## SET TASK A:
List every extension to Knuth's original design that the Silver description names.
## SET TASK B:
Write the next part of the Silver description, picking up after its final sentence.

Silver is an attribute grammar-based language for the modular development of composable language extensions.
See About Silver below for more info.
See The Silver Install Guide for detailed information on how to get Silver set up. The setup instructions below are abbreviated!
Silver requires: Java 7+, Ant, Bash, and wget. It can run on Linux, MacOS, and Windows Subsystem for Linux (WSL) in Windows 10.
Silver is written in Silver, which means after checkout, you need initial jars. You can download these with a helpful script
./update
This will git pull
to update, download jars, and clear any files generated by older versions of Silver. A one-stop-shop for updating after the initial clone.
Silver is an extensible attribute grammar system that support many modern extensions to Knuth's original design. These include higher-order attributes, reference attributes, forwarding, aspects, and collections attributes. Its type system support parametric polymorphism. Silver is distributed with Copper, a parser and context-aware scanner generator.
Please note that Silver is a research project and while we do endeavor to create useful and quality software there may be bugs and missing functionality. Consult with us if you wish to use Silver for "serious" work. We otherwise make no guarantees about the features or performance of Silver.

## ROWS:

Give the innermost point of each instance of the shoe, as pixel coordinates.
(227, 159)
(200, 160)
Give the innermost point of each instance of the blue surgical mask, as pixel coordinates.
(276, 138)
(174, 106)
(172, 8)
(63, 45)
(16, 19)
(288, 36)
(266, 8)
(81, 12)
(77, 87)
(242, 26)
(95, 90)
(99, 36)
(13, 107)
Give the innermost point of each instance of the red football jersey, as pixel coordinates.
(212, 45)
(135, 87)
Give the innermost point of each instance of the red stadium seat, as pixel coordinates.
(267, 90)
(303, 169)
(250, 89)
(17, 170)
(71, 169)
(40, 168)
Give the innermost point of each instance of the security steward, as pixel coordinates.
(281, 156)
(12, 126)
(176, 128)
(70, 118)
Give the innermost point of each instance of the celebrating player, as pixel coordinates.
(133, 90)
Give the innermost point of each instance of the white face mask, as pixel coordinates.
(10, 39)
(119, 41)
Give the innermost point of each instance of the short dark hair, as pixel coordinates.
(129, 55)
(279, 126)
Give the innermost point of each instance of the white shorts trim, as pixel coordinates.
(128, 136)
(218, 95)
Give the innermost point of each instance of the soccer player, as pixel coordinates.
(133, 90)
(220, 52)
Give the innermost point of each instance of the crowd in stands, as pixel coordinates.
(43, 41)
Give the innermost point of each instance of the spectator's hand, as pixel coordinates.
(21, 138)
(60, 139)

## TASK RESULT A:
higher-order attributes, reference attributes, forwarding, aspects, collections attributes

## TASK RESULT B:
- Ted Kaminski ([email protected])
- Eric Van Wyk ([email protected])
Minnesota Extensible Language Tools (MELT) Group Department of Computer Science and Engineering University of Minnesota http://melt.cs.umn.edu
Downloads, documentation, and related papers are available on the Silver web site:
Information about Copper and sample language frameworks developed with Silver can be found on the MELT Group web site:
Silver is currently developed and maintained by
- Ted Kaminski ([email protected])
- Eric Van Wyk ([email protected])
Past contributors include Derek Bodin, Lijesh Krishnan, and Jimin Gao.
We are very grateful to the National Science Foundation, the McKnight Foundation, DARPA, the University of Minnesota, and IBM for funding different aspects of our research and the development of Silver and Copper.
Silver and Copper are distributed under the GNU Lesser General Public License. See the files COPYING and COPYING.LESSER for details of these licenses. More information can be found at http://www.gnu.org/licenses/.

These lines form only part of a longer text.